▶ _TEXT EXCERPT_
↓

My parents took us up on our suggestion to join this leg of our trip. We met them in Frankfurt and then flew the ten hours to Namibia together. The reunion was so sweet; once Quinn spotted her Popa at the gate, she flew down the airport hallway and crashed into his open arms. Mackenzie landed in her Omi’s arms and was immediately covered in a thousand kisses. I would do that scene over and over if I could.
My own desire to go to Africa started when I was Mackenzie’s age. I watched movies, read books and looked cravingly at photo after photo of this continent until well into my adulthood. I began the sales pitch to my parents back in July; enthusiastically painting my vision of Africa for them as we sat around the campfire at our favorite family camp spot. To further entice them into joining, Mackenzie happily added that Africa was her chosen place to celebrate her birthday. My parents gave me my appreciation and need for outdoor adventures, which I hope I am also passing on to my daughters. My mom loves to tell the story of camping with my dad when she was eight months pregnant. How she fished with my sister on her hip and me in her belly; got sick on hotdogs and marshmallows. How my dad dug a hole underneath the tent with the hope that this little streak of genius would allow her to comfortably sleep while resting her heavy, Baby-Amy-filled belly in the hole (didn’t work, but what a guy). I remember my excitement at receiving my first backpacking pack, baseball hat and fishing pole for Christmas when I was ten. I logged many a wilderness mile with that pack on my back, hat on my head and pole in my hand. What a gift to add a camping safari in Africa to my bank of outdoor adventure memories with them and for my kids to have those memories with them too.
Our research and planning landed us on a self-drive tour through the country complete with 4 x 4 trucks supplied with camping gear and two-man tents harnessed to their roofs. The girls were giddy when they saw the pictures of the trucks, enamored with the idea of how the tents open up on the roofs and a ladder drops to the ground for them to climb into their kingdom.
The eleven-day route took us from Windhoek, the capital and largest city in Namibia, north to Etosha National Park, west to Damaraland and then to the coastal town of Swakopmund, south to Sesriem and the red sand dunes of Sossusvlei then finally to the Kalahari Desert before heading back to Windhoek.

↑

▶ _TASKS TO COMPLETE_
• a. In the Namibia trip text, in which city did the family meet the parents before the flight to Namibia?
• b. Repeat the Namibia trip text word for word from "The eleven-day route" up to and including "back to Windhoek.".

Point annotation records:
↓

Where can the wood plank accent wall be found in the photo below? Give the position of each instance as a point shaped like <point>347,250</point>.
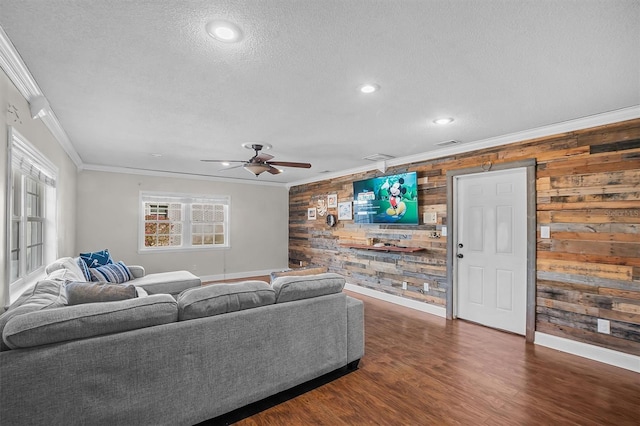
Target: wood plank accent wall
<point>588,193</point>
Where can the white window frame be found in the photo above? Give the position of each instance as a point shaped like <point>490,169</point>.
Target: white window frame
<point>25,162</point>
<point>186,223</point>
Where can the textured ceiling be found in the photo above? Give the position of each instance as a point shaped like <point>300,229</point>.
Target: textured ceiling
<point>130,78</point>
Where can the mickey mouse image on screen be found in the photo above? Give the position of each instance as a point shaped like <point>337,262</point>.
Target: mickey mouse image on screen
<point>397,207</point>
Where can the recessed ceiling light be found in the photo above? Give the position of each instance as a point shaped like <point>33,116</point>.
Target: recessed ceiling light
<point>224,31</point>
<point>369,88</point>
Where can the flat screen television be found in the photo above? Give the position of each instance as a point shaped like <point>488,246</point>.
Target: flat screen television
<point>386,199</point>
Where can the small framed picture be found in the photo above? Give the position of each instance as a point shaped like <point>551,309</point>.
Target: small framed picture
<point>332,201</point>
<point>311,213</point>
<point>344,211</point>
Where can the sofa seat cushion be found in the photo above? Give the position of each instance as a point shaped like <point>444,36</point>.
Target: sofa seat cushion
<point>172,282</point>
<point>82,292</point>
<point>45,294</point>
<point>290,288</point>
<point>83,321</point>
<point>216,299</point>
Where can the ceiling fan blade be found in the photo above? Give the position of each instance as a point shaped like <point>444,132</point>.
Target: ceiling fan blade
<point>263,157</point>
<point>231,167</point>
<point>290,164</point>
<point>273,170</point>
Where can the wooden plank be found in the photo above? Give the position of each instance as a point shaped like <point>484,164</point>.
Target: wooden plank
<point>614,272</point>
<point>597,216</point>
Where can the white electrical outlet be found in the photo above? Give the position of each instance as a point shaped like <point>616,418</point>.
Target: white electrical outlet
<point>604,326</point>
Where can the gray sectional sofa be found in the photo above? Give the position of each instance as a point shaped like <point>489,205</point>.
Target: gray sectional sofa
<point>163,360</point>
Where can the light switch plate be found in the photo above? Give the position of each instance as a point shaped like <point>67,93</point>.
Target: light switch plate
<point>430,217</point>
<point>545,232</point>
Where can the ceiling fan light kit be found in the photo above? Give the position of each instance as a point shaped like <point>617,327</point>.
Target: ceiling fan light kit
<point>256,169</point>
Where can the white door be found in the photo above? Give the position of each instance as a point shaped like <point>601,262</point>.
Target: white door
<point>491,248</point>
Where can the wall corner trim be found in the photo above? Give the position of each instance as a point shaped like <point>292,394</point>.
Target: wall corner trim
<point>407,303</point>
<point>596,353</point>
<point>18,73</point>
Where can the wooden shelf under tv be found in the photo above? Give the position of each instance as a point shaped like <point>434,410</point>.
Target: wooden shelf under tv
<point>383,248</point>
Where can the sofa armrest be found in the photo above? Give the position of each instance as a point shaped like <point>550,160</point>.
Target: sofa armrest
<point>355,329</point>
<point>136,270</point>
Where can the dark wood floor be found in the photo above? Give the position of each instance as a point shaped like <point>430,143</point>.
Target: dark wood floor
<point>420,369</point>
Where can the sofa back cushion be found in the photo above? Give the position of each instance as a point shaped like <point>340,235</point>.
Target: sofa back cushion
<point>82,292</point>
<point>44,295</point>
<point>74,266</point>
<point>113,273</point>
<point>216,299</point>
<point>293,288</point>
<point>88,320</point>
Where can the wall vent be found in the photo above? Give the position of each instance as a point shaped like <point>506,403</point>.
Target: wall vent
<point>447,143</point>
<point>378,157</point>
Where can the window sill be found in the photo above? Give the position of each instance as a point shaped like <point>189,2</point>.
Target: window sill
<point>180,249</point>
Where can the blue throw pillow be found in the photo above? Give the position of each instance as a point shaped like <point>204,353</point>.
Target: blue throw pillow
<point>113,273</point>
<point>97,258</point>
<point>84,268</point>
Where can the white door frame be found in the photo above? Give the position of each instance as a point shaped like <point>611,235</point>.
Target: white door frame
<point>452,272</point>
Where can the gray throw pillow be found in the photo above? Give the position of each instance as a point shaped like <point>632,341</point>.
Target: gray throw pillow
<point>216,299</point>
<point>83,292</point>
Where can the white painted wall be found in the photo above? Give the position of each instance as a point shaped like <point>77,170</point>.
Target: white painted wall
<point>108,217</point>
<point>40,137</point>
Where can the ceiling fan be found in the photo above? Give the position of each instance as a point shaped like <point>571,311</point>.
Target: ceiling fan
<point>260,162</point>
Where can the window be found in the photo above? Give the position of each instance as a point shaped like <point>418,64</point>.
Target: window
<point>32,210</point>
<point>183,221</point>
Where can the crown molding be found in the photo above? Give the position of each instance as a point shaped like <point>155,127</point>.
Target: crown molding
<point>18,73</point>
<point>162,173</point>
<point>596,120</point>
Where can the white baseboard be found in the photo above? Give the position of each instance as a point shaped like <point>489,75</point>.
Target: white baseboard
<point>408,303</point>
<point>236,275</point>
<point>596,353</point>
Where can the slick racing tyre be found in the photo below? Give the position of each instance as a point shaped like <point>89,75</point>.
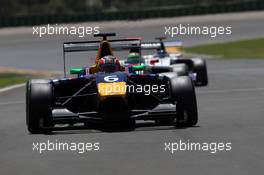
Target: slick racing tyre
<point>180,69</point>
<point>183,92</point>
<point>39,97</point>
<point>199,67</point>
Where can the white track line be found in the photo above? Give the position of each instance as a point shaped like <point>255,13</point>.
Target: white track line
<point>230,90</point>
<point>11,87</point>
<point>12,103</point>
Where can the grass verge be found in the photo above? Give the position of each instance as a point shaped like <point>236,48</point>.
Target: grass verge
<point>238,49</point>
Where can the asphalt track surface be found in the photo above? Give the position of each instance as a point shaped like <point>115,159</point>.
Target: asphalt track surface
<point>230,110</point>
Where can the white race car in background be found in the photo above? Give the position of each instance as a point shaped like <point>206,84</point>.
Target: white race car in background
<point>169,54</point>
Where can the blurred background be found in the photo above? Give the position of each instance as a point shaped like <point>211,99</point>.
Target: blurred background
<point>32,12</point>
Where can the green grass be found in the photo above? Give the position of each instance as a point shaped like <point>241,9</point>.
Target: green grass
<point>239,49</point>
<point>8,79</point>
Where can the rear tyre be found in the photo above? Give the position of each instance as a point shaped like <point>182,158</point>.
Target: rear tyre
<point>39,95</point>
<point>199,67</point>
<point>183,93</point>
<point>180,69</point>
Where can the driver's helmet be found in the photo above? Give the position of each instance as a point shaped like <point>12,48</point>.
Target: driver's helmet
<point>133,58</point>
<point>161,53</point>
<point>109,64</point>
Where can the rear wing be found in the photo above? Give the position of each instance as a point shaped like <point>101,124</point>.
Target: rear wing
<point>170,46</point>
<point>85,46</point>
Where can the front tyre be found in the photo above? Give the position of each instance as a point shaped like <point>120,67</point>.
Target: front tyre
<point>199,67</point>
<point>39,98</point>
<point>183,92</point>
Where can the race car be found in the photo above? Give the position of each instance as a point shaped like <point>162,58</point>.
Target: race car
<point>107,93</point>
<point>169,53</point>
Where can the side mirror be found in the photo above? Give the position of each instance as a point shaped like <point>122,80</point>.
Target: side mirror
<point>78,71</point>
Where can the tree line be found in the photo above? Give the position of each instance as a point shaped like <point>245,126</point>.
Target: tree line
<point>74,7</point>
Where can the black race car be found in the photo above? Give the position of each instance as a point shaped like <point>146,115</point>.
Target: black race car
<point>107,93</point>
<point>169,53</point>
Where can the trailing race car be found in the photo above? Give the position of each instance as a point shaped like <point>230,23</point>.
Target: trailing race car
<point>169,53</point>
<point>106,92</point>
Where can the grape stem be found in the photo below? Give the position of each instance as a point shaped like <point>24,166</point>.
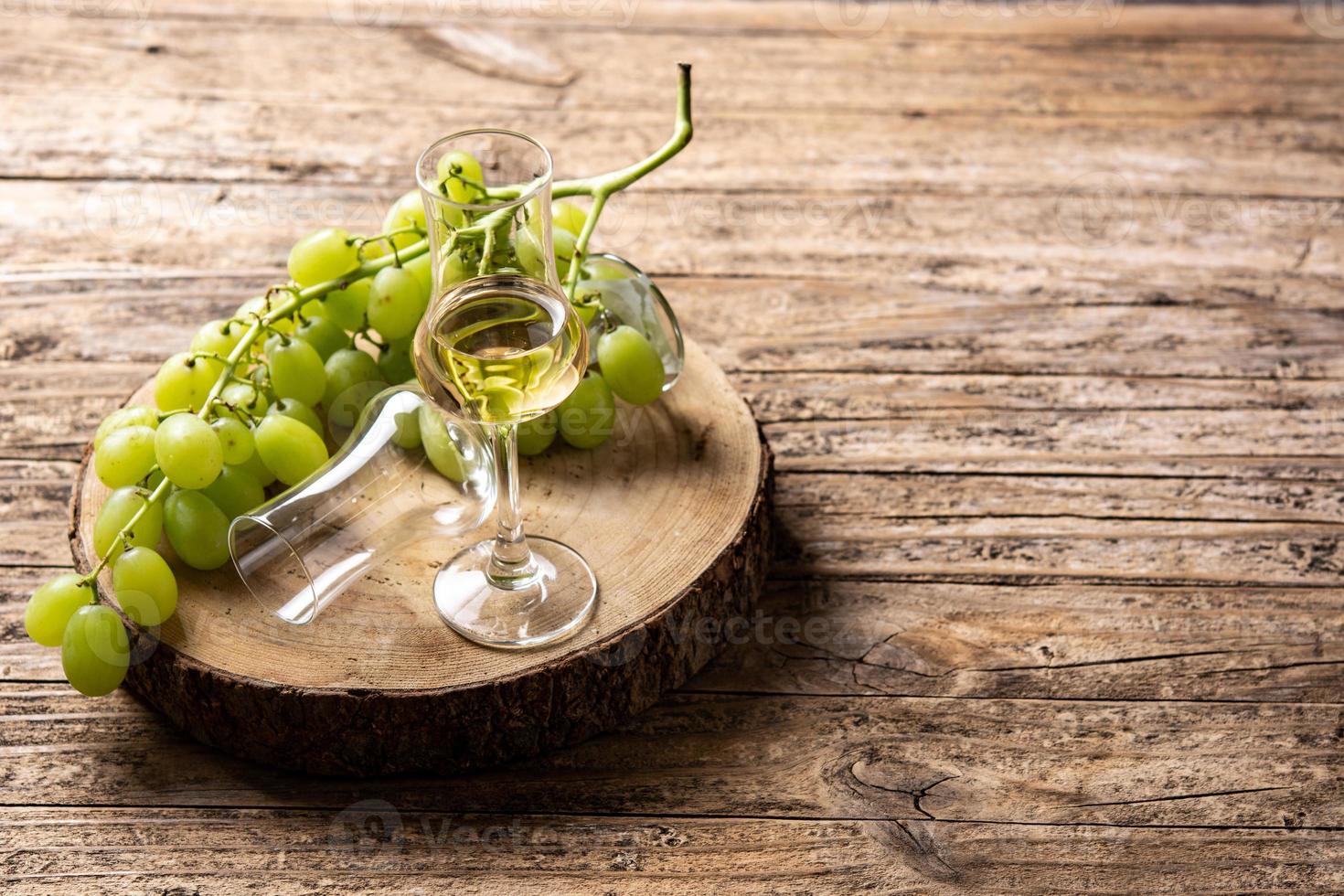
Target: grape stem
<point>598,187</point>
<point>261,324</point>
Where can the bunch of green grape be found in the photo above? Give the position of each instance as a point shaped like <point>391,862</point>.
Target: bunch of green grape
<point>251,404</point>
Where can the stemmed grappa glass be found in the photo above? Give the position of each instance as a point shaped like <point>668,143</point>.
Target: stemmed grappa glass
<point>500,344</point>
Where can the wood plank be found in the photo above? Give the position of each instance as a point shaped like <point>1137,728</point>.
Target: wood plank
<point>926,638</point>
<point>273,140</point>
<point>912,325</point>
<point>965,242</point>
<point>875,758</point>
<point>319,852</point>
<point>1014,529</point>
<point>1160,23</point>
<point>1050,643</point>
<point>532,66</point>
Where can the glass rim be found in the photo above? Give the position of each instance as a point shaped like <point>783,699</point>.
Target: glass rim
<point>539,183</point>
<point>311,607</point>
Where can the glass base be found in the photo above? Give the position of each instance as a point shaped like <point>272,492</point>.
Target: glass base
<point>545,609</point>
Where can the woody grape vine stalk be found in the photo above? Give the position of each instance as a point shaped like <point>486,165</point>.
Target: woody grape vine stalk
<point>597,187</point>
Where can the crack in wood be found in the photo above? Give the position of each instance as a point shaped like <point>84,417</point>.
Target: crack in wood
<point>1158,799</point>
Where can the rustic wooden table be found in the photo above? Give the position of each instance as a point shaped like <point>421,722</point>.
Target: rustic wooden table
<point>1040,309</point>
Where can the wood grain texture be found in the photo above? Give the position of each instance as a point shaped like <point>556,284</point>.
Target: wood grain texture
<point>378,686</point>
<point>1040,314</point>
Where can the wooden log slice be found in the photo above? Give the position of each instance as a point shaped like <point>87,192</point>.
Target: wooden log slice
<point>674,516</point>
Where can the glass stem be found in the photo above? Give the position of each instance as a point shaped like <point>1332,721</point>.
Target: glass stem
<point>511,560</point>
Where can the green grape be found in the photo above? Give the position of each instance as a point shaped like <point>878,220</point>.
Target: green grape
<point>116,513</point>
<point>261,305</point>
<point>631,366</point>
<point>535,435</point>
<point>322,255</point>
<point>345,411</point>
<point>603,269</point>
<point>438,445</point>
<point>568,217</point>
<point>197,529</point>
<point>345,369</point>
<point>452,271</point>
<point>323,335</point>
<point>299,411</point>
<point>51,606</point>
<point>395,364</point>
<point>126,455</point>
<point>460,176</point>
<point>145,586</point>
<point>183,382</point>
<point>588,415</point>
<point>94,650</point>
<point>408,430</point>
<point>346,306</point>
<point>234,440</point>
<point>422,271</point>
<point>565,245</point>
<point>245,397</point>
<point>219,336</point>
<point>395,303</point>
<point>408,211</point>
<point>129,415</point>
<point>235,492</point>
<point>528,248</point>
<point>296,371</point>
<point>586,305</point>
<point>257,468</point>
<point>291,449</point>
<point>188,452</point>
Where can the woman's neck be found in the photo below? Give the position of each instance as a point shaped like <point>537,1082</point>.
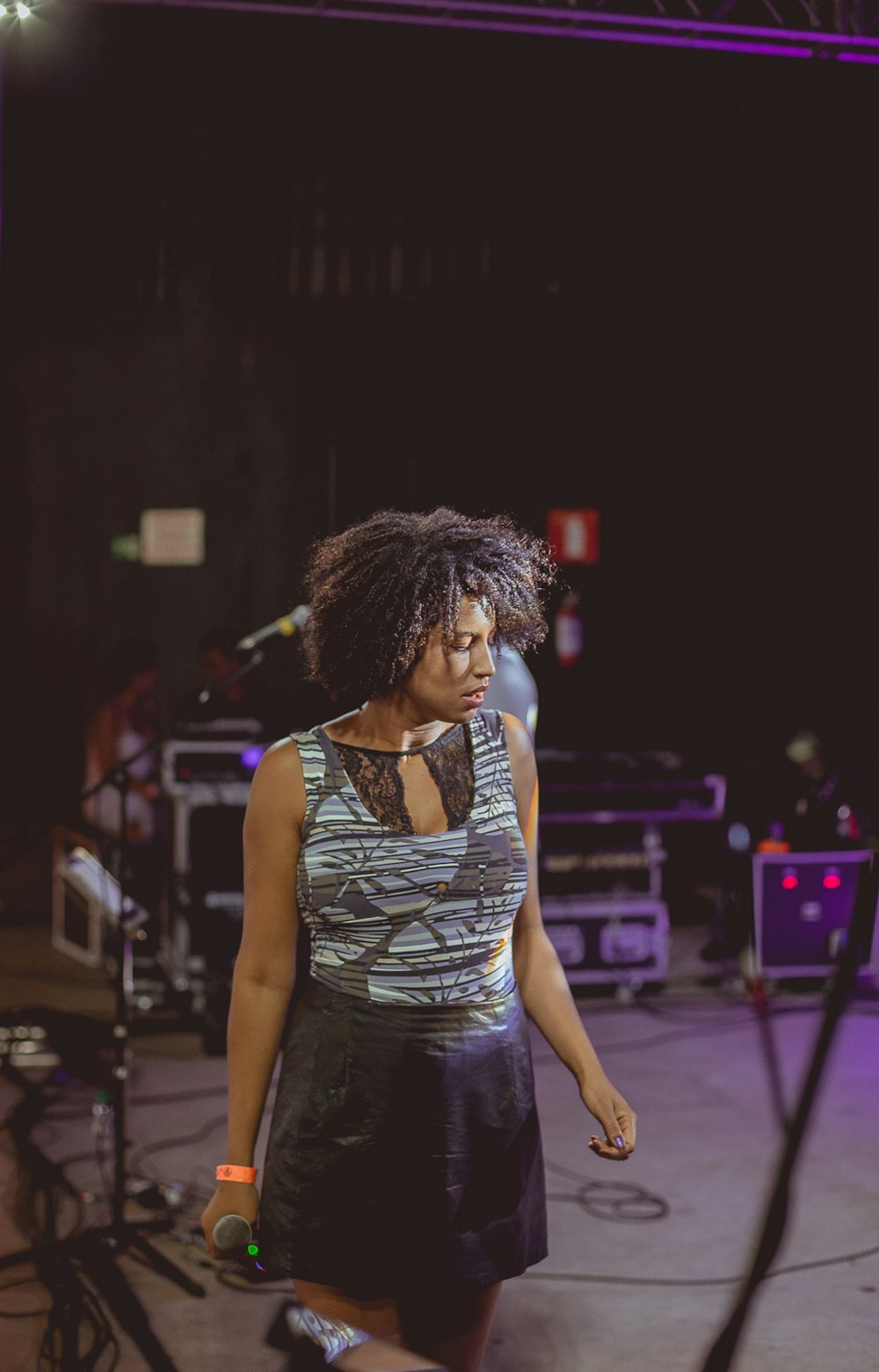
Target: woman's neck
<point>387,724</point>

↑

▶ _ANSWERS_
• a. Frankfurt

• b.
The eleven-day route took us from Windhoek, the capital and largest city in Namibia, north to Etosha National Park, west to Damaraland and then to the coastal town of Swakopmund, south to Sesriem and the red sand dunes of Sossusvlei then finally to the Kalahari Desert before heading back to Windhoek.